* _To do_
Please output everything from "21.1 Depth-First Search<br>" down to "little as possible." in the graph search text below, copied word for word.

Chapter 21 Graph Search

In [1]:
from ds2.graph import EdgeSetGraph

class Graph(EdgeSetGraph):  # make sure we are using directed graph
    pass

In [2]:
# preorder graph traversal

def printall(G, v):
    print(v)
    for n in G.nbrs(v):
        printall(G, n)

G = Graph({1,2,3,4}, {(1,2), (1,3), (1,4)})
printall(G, 1)

1
2
3
4


This is fine for a tree, but it quickly gets very bad as soon as there is
a cycle. In that case, there is nothing in the code to keep us from going
around and around the cycle. We will get a RecursionError.

In [3]:
def printall(G, v, visited):
    visited.add(v)
    print(v)
    for n in G.nbrs(v):
        if n not in visited:
            printall(G, n, visited)

G = Graph({1,2,3,4}, {(1,2), (2,3), (3,4), (4,1)})
printall(G, 1, set())

1
2
3
4


This is the most direct generalization of a recursive tree traversal into
something that also traverses the vertices of a graph.

21.1 Depth-First Search<br>

A depth-first search (or DFS) of a graph G starting from a vertex v
will visit all the vertices connected to v. It will always prioritize moving
”outward” in the direction of new vertices, backtracking as little as possible.
The printall method above prints the vertices in a depth-first order.
Below is the general form of this algorithm.

In [4]:
def dfs(G, v):
    visited = {v}
    _dfs(G, v, visited)
    return visited

def _dfs(G, v, visited):
    for n in G.nbrs(v):
        if n not in visited:
            visited.add(n)
            _dfs(G, n, visited)

G = Graph({1,2,3,4}, {(1,2), (2,3), (3,4), (4,2)})
print("reachable from 1:", dfs(G, 1))
print("reachable from 2:", dfs(G, 2))

reachable from 1: {1, 2, 3, 4}
reachable from 2: {2, 3, 4}


With this code, it will be easy to check if two vertices are connected.

In [5]:
def connected(G, u, v):
    return v in dfs(G, u)

In [6]:
G = Graph({1,2,3,4}, {(1,2), (2,3), (3,4), (4,2)})
print("1 is connected to 4:", connected(G, 1, 4))
print("4 is connected to 3:", connected(G, 4, 3))
print("4 is connected to 1:", connected(G, 4, 1))

1 is connected to 4: True
4 is connected to 3: True
4 is connected to 1: False


It's possible to modify our dfs code to provide not only the set of con-
nected vertices, but also the paths used in the search. The idea is to store
a dictionary that maps vertices to the previous vertex in the path from the
starting vertex.

In [7]:
def dfs(G, v):
    tree = {v: None}
    _dfs(G, v, tree)

* _Segmentation data_
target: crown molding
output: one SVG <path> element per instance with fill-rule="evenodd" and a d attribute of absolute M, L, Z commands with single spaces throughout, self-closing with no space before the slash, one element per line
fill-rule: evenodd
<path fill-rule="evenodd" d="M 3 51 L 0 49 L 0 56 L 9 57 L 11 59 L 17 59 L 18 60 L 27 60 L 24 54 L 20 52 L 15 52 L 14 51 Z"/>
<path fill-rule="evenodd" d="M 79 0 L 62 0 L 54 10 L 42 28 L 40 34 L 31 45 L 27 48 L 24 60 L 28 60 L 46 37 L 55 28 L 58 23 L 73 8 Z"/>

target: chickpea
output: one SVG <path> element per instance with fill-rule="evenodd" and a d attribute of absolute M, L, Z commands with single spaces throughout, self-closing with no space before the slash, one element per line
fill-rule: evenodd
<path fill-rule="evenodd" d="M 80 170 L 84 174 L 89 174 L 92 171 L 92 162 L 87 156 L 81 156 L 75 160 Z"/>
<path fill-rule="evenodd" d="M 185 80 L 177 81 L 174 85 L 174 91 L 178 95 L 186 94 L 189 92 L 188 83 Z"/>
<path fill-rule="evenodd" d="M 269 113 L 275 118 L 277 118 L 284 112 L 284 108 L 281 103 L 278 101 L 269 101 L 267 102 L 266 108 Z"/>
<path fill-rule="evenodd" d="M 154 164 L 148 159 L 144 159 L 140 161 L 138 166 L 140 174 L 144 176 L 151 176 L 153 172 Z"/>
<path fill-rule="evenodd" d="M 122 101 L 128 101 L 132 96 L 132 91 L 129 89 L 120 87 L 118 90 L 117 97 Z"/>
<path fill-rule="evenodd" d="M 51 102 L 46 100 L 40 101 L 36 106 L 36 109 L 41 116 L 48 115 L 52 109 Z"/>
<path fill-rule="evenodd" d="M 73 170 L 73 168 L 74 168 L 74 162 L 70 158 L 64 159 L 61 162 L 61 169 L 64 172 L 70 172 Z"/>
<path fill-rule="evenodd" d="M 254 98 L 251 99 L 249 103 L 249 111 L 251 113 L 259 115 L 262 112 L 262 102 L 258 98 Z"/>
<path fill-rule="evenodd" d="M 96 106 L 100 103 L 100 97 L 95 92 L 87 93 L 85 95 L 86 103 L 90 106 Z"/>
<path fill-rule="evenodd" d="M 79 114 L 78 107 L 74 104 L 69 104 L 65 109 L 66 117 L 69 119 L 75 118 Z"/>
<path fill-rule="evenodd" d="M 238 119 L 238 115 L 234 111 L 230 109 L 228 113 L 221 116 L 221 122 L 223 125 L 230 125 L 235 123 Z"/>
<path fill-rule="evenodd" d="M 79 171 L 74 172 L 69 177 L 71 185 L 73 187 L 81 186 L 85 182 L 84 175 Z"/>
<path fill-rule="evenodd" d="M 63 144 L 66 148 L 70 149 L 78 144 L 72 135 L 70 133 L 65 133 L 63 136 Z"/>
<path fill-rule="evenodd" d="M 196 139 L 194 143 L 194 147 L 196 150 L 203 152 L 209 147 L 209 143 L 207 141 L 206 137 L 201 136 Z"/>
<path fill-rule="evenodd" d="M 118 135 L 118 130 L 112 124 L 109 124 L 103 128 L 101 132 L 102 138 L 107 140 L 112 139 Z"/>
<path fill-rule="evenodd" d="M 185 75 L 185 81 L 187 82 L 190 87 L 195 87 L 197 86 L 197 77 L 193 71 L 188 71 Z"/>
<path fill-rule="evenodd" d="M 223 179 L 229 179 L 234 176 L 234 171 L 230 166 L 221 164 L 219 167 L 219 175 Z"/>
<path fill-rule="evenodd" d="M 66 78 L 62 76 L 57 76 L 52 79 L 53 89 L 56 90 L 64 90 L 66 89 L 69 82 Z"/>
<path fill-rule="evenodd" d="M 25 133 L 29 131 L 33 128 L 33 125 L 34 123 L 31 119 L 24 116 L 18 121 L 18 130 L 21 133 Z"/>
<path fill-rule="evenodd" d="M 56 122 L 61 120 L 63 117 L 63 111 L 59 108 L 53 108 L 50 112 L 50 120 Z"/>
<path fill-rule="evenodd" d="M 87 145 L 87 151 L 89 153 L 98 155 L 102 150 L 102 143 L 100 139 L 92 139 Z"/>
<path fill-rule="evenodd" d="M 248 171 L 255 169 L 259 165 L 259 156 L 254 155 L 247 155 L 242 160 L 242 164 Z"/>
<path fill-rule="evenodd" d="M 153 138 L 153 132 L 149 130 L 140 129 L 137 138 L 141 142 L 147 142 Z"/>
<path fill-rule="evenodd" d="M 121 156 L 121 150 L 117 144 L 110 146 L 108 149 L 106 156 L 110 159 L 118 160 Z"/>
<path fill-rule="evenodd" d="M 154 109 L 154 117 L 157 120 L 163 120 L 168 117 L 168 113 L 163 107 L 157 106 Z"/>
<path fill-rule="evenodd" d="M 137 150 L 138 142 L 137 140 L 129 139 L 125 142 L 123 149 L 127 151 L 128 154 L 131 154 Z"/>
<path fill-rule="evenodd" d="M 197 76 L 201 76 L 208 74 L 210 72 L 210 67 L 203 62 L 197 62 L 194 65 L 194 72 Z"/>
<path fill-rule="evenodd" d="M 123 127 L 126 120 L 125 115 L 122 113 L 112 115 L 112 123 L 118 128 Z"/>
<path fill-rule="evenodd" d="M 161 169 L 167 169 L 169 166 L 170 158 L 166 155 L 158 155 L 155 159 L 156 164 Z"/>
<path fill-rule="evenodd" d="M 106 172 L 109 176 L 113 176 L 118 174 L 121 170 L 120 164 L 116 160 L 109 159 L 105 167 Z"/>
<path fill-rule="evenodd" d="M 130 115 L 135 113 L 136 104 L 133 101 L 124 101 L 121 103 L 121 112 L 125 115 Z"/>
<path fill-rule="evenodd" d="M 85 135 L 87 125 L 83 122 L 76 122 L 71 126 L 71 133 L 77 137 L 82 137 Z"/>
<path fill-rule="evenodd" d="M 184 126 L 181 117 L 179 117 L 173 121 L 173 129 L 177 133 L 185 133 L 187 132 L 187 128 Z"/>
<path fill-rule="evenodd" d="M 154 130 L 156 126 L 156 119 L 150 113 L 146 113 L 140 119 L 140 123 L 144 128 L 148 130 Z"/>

* _The reply_
21.1 Depth-First Search<br>

A depth-first search (or DFS) of a graph G starting from a vertex v
will visit all the vertices connected to v. It will always prioritize moving
”outward” in the direction of new vertices, backtracking as little as possible.